## Work required
Turn every line of the records below into a JSON list of strings, one string per line, with blank lines skipped. Leave out the pictures.

## Records for processing
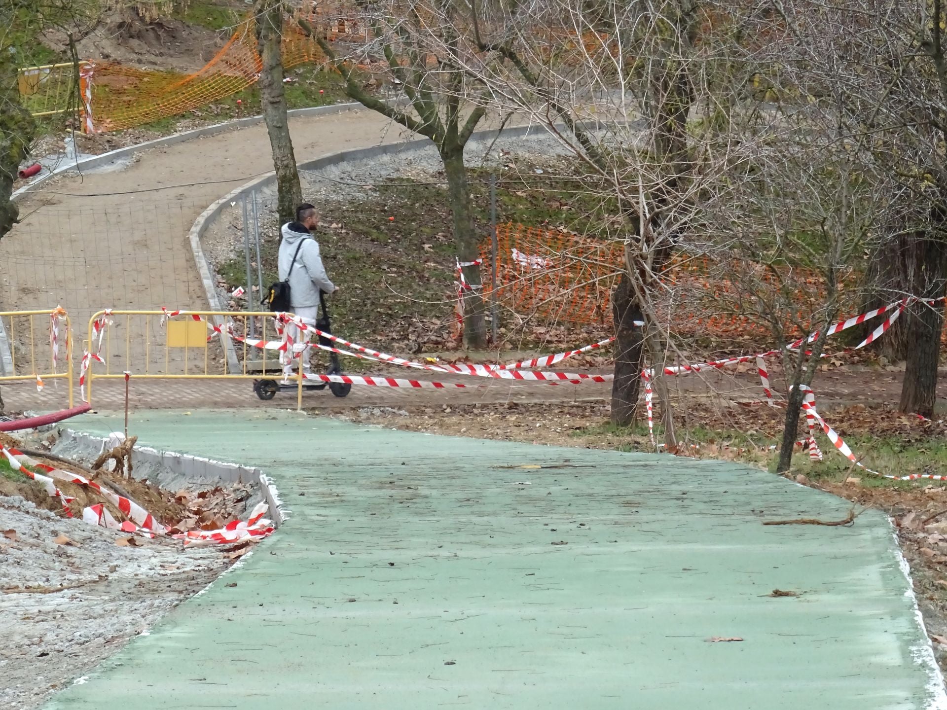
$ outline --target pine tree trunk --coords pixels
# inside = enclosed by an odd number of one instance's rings
[[[454,243],[461,262],[475,261],[480,257],[476,230],[471,213],[471,190],[464,168],[463,149],[441,154],[447,175],[447,191],[454,218]],[[483,301],[483,283],[478,265],[462,267],[464,279],[474,288],[464,293],[464,345],[472,349],[487,347],[486,309]]]
[[[612,294],[615,321],[615,380],[612,382],[612,423],[628,426],[637,419],[641,388],[641,363],[644,341],[641,328],[634,321],[643,318],[627,276],[622,276]]]
[[[285,222],[295,219],[295,208],[302,203],[302,188],[293,152],[293,139],[286,115],[286,93],[283,90],[283,61],[280,51],[282,3],[279,0],[262,0],[257,18],[257,44],[262,63],[259,92],[263,121],[270,136],[273,166],[277,172],[277,211],[280,222]]]
[[[911,235],[904,251],[913,290],[908,293],[922,298],[939,298],[944,294],[947,275],[947,243],[923,235]],[[906,352],[904,382],[898,409],[905,413],[932,417],[937,401],[938,364],[940,359],[940,331],[943,328],[942,302],[927,306],[916,303],[902,314]]]

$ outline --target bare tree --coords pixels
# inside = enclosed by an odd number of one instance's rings
[[[430,138],[437,147],[447,180],[456,257],[472,286],[463,293],[464,342],[482,348],[487,329],[479,290],[480,236],[474,226],[464,148],[487,114],[489,93],[464,70],[476,51],[464,21],[467,7],[459,0],[382,0],[357,14],[369,42],[348,49],[333,48],[308,22],[301,26],[342,76],[350,98]],[[396,87],[402,100],[369,93],[359,64]]]
[[[557,136],[584,166],[586,188],[614,200],[617,219],[595,235],[626,244],[613,296],[612,420],[636,417],[647,359],[669,449],[675,437],[661,365],[673,345],[655,304],[702,192],[726,164],[729,148],[713,124],[718,114],[725,124],[744,82],[733,77],[740,68],[727,44],[705,27],[709,9],[697,0],[474,0],[469,20],[481,53],[467,71],[502,110]]]
[[[280,45],[287,9],[284,0],[259,0],[255,8],[257,44],[261,65],[259,93],[277,173],[277,211],[280,222],[295,219],[295,208],[302,202],[302,187],[293,151],[283,89]]]
[[[836,112],[763,108],[744,115],[742,160],[728,172],[728,188],[704,204],[691,249],[716,262],[708,275],[715,291],[703,294],[707,306],[764,326],[781,350],[782,472],[829,327],[862,301],[857,270],[884,239],[880,226],[895,186],[865,168],[831,125]]]
[[[937,299],[947,283],[947,56],[941,0],[779,0],[782,31],[772,58],[802,62],[796,92],[841,96],[838,120],[878,173],[897,178],[876,255],[891,294]],[[902,323],[906,370],[900,408],[930,417],[942,304],[915,303]]]

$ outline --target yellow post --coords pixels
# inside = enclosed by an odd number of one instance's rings
[[[72,409],[75,406],[72,391],[72,320],[68,315],[65,317],[65,363],[66,382],[69,383],[69,409]]]
[[[299,351],[299,372],[297,377],[299,379],[299,387],[296,390],[296,412],[302,412],[302,354],[305,350]]]

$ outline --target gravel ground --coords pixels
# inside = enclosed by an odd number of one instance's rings
[[[127,537],[0,497],[0,708],[39,706],[230,564]]]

## Response for this exercise
[
  "$ outline --target pine tree trunk --coords pixels",
  "# inside = enclosed by an odd number of one instance's rings",
  "[[[454,243],[461,262],[475,261],[480,257],[476,230],[471,213],[471,190],[464,168],[463,149],[441,154],[447,175],[447,191],[454,218]],[[483,301],[483,283],[478,265],[462,267],[464,279],[474,288],[464,293],[464,345],[472,349],[487,347],[486,309]]]",
  "[[[612,294],[615,321],[615,380],[612,382],[612,423],[628,426],[637,419],[641,388],[641,363],[644,341],[641,328],[634,321],[643,318],[627,276],[622,276]]]",
  "[[[285,222],[295,219],[295,208],[302,203],[302,188],[293,152],[293,139],[286,115],[286,93],[283,90],[283,61],[280,51],[282,3],[279,0],[262,0],[257,18],[257,44],[262,63],[259,92],[263,121],[270,136],[273,166],[277,172],[277,211],[280,222]]]",
  "[[[911,235],[904,251],[913,290],[908,293],[922,298],[939,298],[944,294],[947,275],[947,243],[923,235]],[[906,352],[904,382],[898,409],[905,413],[932,417],[937,401],[938,364],[940,359],[940,331],[943,328],[942,302],[927,306],[916,303],[902,314]]]",
  "$ outline --target bare tree --coords pixels",
  "# inside = enclosed by an odd number of one instance's rings",
  "[[[430,138],[437,147],[447,180],[456,257],[472,286],[463,293],[464,342],[482,348],[487,329],[479,290],[480,236],[474,226],[464,148],[487,114],[489,93],[464,70],[476,51],[464,21],[467,7],[459,0],[382,0],[357,14],[369,42],[348,49],[333,48],[308,22],[301,26],[342,76],[350,98]],[[396,87],[402,100],[369,93],[359,64]]]",
  "[[[557,136],[584,166],[586,188],[614,200],[617,219],[595,235],[626,244],[613,296],[612,420],[636,417],[647,359],[669,449],[675,437],[661,365],[673,345],[655,304],[702,192],[726,164],[729,148],[713,124],[718,114],[725,124],[744,82],[733,77],[740,68],[727,44],[705,27],[709,9],[697,0],[474,0],[469,20],[481,53],[467,71],[502,110]]]",
  "[[[280,45],[287,9],[284,0],[259,0],[255,8],[257,44],[261,65],[259,93],[277,173],[277,211],[280,222],[295,219],[295,208],[302,202],[302,187],[293,151],[283,89]]]",
  "[[[836,112],[763,108],[744,115],[742,160],[728,172],[728,188],[704,204],[691,249],[716,262],[708,275],[715,291],[703,294],[707,306],[764,326],[781,350],[782,472],[829,327],[862,301],[857,270],[884,239],[880,226],[895,186],[865,168],[831,125]]]",
  "[[[937,299],[947,283],[947,56],[941,0],[779,0],[782,31],[772,58],[802,62],[796,92],[841,96],[838,120],[878,173],[897,178],[876,255],[891,294]],[[902,323],[906,370],[900,408],[930,417],[942,304],[915,303]]]",
  "$ outline --target yellow post --coords pixels",
  "# inside = enclosed by an odd number of one instance's rings",
  "[[[72,409],[75,406],[72,391],[72,320],[68,315],[65,317],[65,363],[66,382],[69,383],[69,409]]]",
  "[[[299,351],[299,372],[297,377],[299,379],[299,387],[296,390],[296,412],[302,412],[302,354],[305,350]]]",
  "$ outline --target gravel ground --coords pixels",
  "# inside = enclosed by an odd number of one instance's rings",
  "[[[127,537],[0,497],[0,708],[39,706],[230,564]]]"
]